### Task details
Write out each of these rows word for word, keeping every line unchanged.

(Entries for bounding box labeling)
------------------------------------------------------------
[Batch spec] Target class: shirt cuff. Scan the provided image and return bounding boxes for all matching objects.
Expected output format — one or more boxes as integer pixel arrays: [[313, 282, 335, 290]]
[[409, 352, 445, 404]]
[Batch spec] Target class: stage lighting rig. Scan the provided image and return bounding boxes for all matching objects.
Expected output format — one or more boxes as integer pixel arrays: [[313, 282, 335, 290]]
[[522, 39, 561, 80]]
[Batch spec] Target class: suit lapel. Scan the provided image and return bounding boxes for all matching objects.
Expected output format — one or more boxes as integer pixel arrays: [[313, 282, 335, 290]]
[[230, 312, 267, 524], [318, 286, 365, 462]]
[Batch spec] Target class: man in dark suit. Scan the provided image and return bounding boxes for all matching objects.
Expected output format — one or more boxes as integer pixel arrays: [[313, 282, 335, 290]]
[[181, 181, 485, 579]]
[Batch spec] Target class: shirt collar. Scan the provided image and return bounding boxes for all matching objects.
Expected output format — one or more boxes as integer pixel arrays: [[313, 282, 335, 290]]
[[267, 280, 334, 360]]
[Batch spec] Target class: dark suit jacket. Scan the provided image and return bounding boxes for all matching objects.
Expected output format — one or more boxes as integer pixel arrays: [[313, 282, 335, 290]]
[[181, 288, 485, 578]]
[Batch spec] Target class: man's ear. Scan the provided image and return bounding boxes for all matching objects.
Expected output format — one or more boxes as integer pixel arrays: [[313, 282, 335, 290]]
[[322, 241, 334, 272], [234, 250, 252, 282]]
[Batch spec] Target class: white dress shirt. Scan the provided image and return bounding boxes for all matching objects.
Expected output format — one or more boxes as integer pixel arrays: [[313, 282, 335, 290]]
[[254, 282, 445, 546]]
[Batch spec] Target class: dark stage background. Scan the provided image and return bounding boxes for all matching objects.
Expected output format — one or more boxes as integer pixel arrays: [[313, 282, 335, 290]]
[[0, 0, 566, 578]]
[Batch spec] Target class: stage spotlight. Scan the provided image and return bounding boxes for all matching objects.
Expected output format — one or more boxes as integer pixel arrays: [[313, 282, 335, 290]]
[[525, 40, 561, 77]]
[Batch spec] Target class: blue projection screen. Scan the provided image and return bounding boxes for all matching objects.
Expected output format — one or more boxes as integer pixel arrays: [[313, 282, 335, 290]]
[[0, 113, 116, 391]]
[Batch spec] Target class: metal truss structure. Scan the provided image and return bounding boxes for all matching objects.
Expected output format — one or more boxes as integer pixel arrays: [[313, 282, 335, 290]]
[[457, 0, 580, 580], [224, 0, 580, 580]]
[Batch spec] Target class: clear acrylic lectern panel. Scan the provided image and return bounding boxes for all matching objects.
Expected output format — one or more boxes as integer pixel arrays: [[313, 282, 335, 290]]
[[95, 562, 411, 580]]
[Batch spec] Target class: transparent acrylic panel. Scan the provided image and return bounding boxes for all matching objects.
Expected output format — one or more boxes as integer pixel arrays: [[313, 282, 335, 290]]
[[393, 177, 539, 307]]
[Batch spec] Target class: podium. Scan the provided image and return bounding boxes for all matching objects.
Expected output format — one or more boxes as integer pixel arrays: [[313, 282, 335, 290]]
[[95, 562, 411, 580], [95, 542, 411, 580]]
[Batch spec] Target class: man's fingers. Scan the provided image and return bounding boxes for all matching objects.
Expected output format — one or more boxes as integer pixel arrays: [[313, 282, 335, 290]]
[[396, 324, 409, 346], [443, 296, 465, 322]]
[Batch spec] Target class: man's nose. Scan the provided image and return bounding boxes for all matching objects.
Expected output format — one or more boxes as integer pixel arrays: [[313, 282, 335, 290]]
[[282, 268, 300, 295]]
------------------------------------------------------------
### Task response
[Batch spec] Target class: shirt cuff. Scan the provided image and return bounding boxes for all matching objects.
Expected output format — one or more boxes as integer pixel arrays: [[313, 282, 335, 290]]
[[409, 352, 445, 404]]
[Batch spec] Target class: stage lighting rig. Scan the provided image and return bounding boxes for all matching objects.
Expected output format — one or more boxes as integer pixel arrays: [[313, 282, 335, 290]]
[[522, 39, 561, 80]]
[Batch spec] Target class: suit lapel. Scan the provided image and return bounding boxes for all matching objects.
Expected output format — one or more boxes as integer pixel arrays: [[313, 282, 335, 290]]
[[230, 312, 267, 524], [318, 286, 365, 462]]
[Batch spec] Target class: man in dark suit. Scan the provided image and return bounding boxes for all matching objects.
Expected output format — one or more boxes as integer pixel arrays: [[313, 282, 335, 290]]
[[181, 181, 485, 579]]
[Batch spec] Target class: shirt collar. Scan the provided image and return bounding boxes for all matching objects.
Expected output format — one or more boxes as integer pixel arrays: [[313, 282, 335, 290]]
[[267, 280, 334, 360]]
[Batch spec] Target class: dark suit jacket. Scan the provided image and return bounding boxes for all matching objects.
Expected output format — one or more boxes as integer pixel arrays: [[313, 282, 335, 290]]
[[181, 288, 485, 578]]
[Batch spec] Target class: man's ear. Scan the provided image and return bounding boxes for all matching objects.
Expected output format — one or more boxes as integer pixel arrays: [[313, 282, 335, 290]]
[[322, 241, 334, 272], [234, 250, 252, 282]]
[Batch spec] Target class: white dress shirt. Scan the provided image and return bounding boxes for all matching objects.
Expected output format — one or more boxes as integer pixel arrays: [[313, 282, 335, 290]]
[[254, 282, 445, 546]]
[Batch spec] Target class: dark stage background. Scan the provided image and return bounding boxes for all matching objects.
Expected output format — one or more boxes as integer pixel arrays: [[313, 282, 335, 290]]
[[0, 0, 566, 578]]
[Batch spec] Target class: stage spotlight. Scan the provided image and return bounding boxes for all matching objects.
Expected output format — one or more boxes as integer pixel arrays: [[313, 282, 335, 290]]
[[525, 40, 561, 77]]
[Batch spec] Target class: blue projection screen. Scan the provided image and return bounding boxes for all matching objects.
Expected output format — one or more boxes as integer pixel arrays: [[313, 282, 335, 290]]
[[0, 113, 116, 391]]
[Batch spec] Target class: metal truss structure. Scan the provided image and return bounding boxes for all matching objects.
Expected output format — one or more boxes as integer pixel arrays: [[313, 282, 335, 290]]
[[457, 0, 580, 580], [224, 0, 580, 580]]
[Batch spec] Target class: clear acrylic lectern panel. Scan the provided image and return bounding boxes for all matching objects.
Expected output format — one or more boxes as integer pixel arrays: [[313, 282, 335, 290]]
[[95, 562, 411, 580]]
[Batch spec] Target class: transparent acrylic panel. Scan the provided image and return bounding boxes for all matching objects.
Expected output format — one or more boxes as integer pixel arrays: [[313, 282, 335, 290]]
[[393, 177, 539, 307]]
[Batch spec] Target class: podium. Scan the provided image and return bounding boxes for all matching objects.
Expected output format — one or more boxes as integer pixel arrays: [[313, 282, 335, 290]]
[[95, 562, 411, 580], [95, 542, 411, 580]]
[Batch spec] Target class: man's fingers. Scan the provided image and return bounding boxes for all matching objects.
Expected output format — one or more boxes as integer pixel arrays: [[313, 282, 335, 290]]
[[396, 324, 409, 346], [443, 296, 465, 322]]
[Batch spec] Target class: man's nose. Scan the provided image and return bounding boxes for all matching objects.
Expected output format — one or more boxes as integer pixel arrays: [[313, 282, 335, 290]]
[[282, 268, 300, 295]]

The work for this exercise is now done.